» GIVEN TEXT:
I am feeling a bit restless.
Here’s what about:
My work and, well, social media…mostly frickin’ social media.
Here’s why, and yes, I know what I’m about to write makes me sound a tad old.
During my song writing/recording days, music was about albums. How the songs flowed together as a group. My band labored over the order of songs in hopes that our album would be an experience that lasted from the first to the last song. An order of songs that could transport you to another place and elicit all sorts of feelings, memories, and more. A song or two would usually stand out as more immediately accessible, while others clearly fell into the ‘grows on you after 10 listens’ category.
I know, I know…there are still albums, but….
With the advent of iTunes, Pandora, Spotify, music seems to be individual song driven. Often the most accessible, quick-to-like songs. We spend the 99 cents and boom—we’ve got the hit on our phones.
But what about the rest of the album? What about the songs that don’t jump right out at you? What about the songs that take 10 listens to appreciate?

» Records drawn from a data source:
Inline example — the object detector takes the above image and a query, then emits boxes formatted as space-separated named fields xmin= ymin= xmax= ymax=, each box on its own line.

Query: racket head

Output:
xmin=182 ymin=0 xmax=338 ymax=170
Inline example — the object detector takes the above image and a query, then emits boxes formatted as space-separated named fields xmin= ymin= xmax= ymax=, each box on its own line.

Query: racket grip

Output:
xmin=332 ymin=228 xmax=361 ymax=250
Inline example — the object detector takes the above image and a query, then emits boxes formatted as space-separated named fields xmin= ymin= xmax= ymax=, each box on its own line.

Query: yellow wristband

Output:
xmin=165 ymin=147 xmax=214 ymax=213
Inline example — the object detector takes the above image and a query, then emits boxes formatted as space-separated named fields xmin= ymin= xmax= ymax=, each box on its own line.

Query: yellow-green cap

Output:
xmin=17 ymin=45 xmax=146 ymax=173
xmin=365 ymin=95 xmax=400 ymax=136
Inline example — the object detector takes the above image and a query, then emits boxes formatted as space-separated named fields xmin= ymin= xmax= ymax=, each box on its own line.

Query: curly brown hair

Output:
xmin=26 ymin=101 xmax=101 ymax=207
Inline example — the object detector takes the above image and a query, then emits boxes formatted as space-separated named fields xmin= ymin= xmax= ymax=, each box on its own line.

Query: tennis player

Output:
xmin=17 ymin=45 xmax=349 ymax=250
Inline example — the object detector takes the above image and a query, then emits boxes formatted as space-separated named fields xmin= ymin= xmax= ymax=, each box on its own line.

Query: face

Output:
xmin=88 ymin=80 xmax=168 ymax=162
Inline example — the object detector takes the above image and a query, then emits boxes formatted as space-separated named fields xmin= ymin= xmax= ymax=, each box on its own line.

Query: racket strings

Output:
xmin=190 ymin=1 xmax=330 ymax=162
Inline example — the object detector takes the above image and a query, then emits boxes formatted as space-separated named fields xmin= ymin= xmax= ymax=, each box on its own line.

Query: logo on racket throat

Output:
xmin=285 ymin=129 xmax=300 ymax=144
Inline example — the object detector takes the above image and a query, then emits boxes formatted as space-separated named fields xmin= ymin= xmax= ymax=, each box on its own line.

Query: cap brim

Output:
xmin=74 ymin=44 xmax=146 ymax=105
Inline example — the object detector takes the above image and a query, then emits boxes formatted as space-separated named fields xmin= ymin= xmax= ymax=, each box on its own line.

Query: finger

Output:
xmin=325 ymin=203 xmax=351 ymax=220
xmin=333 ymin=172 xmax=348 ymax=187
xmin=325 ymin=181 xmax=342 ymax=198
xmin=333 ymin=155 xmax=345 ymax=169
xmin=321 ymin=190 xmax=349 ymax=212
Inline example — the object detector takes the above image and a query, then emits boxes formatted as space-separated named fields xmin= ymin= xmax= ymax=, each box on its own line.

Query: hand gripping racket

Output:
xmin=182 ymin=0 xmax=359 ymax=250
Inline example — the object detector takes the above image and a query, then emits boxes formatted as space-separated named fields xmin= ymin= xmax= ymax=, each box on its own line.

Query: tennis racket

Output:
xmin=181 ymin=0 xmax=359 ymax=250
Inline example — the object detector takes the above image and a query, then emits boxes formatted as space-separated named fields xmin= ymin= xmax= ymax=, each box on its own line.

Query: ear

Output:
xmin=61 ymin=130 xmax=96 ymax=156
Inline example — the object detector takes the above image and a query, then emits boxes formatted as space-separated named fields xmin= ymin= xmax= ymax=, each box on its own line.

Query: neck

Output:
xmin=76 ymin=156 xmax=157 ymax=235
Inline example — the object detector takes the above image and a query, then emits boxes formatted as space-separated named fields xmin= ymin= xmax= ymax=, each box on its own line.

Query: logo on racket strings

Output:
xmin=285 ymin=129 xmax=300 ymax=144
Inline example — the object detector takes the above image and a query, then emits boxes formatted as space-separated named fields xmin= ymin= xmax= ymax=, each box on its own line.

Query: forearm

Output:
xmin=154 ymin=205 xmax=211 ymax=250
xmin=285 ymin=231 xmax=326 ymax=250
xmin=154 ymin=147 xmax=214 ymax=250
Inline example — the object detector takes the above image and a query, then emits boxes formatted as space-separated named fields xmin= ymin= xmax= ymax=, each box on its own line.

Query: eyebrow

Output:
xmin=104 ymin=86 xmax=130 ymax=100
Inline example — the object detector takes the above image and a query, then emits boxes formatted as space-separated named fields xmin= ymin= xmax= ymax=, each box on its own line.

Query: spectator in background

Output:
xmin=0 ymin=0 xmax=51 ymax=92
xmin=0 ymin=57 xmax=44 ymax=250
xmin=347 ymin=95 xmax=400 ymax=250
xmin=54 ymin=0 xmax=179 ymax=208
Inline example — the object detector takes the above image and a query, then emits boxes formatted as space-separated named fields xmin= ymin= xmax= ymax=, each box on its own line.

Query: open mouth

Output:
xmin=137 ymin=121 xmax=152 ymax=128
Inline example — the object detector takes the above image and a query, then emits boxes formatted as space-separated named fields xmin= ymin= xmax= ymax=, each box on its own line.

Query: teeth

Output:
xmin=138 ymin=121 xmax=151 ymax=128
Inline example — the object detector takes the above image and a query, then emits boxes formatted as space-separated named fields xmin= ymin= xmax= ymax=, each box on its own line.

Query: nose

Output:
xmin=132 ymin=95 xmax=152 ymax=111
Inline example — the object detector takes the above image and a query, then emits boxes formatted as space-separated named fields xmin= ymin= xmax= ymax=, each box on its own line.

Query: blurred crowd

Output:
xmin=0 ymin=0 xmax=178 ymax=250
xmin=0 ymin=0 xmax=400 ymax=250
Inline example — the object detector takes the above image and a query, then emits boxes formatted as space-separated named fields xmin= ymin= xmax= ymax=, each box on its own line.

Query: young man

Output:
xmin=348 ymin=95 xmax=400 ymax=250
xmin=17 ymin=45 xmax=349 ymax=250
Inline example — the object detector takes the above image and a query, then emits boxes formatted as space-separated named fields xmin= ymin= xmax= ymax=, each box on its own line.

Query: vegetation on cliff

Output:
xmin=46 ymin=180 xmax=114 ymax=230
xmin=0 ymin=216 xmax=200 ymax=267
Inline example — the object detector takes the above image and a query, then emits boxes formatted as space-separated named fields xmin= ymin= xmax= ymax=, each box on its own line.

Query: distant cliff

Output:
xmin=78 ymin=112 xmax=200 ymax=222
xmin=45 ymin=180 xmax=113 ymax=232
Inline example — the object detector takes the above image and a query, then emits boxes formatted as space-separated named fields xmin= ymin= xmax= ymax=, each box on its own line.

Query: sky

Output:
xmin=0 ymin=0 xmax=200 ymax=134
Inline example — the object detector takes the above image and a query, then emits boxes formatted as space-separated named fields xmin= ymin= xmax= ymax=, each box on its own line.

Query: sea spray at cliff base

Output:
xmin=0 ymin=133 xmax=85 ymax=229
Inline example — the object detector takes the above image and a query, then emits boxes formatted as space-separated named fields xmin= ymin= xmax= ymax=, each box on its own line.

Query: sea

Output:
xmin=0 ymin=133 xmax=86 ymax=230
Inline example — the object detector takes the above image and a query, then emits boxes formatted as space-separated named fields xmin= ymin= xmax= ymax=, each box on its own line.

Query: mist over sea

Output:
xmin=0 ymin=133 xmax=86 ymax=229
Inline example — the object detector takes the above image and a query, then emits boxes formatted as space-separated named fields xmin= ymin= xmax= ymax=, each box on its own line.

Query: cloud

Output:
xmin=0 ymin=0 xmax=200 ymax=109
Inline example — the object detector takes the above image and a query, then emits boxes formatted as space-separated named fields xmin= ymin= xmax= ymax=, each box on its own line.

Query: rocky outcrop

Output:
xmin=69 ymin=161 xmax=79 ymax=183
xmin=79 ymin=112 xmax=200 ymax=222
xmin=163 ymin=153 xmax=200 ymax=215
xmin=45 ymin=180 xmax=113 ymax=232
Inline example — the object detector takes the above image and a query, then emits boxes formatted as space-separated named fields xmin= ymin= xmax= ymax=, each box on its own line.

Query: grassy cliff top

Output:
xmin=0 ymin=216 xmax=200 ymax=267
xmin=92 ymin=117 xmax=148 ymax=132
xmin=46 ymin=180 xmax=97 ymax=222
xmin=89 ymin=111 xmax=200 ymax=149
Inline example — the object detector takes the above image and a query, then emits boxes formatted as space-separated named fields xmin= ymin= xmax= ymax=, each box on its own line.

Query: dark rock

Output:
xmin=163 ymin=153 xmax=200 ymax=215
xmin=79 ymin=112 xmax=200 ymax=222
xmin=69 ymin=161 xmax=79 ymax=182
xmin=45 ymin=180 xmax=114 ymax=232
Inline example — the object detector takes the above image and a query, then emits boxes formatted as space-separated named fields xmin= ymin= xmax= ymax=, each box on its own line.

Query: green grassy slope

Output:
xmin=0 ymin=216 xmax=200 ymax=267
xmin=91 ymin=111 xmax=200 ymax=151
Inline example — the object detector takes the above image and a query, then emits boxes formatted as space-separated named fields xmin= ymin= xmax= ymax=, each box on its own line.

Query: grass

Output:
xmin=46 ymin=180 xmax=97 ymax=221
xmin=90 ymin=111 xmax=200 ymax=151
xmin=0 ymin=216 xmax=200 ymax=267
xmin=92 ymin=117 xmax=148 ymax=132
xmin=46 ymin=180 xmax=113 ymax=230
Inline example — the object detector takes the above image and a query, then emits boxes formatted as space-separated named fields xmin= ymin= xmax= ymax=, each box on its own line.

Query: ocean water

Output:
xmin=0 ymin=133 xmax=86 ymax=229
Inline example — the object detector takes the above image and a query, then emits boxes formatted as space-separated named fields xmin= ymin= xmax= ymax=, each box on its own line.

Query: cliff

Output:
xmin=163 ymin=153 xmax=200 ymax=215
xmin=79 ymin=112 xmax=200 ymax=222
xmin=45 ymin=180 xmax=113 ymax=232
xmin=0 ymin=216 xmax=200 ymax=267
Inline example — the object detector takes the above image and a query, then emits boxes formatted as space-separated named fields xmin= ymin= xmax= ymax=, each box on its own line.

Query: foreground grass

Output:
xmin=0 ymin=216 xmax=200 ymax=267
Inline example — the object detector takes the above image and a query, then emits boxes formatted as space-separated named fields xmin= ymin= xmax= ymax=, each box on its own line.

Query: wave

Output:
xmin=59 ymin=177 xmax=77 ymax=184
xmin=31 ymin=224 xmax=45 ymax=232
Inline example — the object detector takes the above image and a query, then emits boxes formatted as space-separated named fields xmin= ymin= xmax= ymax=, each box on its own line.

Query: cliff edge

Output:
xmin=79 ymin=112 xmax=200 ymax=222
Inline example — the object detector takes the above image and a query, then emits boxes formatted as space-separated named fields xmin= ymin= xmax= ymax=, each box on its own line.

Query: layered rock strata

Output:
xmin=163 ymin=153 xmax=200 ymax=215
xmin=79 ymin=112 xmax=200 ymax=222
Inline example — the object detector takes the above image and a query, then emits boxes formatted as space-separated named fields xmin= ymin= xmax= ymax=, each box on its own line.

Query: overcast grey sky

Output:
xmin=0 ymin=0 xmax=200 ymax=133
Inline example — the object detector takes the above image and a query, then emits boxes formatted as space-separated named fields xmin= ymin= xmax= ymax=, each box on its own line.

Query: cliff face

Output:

» THE TASK:
Pick up the post about music albums and single songs after its final sentence and keep writing it. These lines have no connection to the post about music albums.

» FINAL ANSWER:
Here’s the truth—there are albums that I’ve been listening to for 30 years, yet STILL discovering in them things I never have before. Noticing a lyric here, a guitar riff there. Elements that I seemingly passed by for years until, for whatever reason, they stood out. Songs whose meanings change for me as my life changes. Lyrics that are more relevant to me now than they were when I first heard them.
Here’s my fear…
With an unprecedented amount of music, art, videos, blogs, podcasts, news, films, shows etc. out there (a good thing) we are perhaps losing out on the deeper, more meaningful, less accessible content (not such a good thing) because it’s just too to easy to go from hit to hit to hit. We are devoting less time to discovery, insight, the deeper meaning. We hear the hit song, download the hit song, and move on.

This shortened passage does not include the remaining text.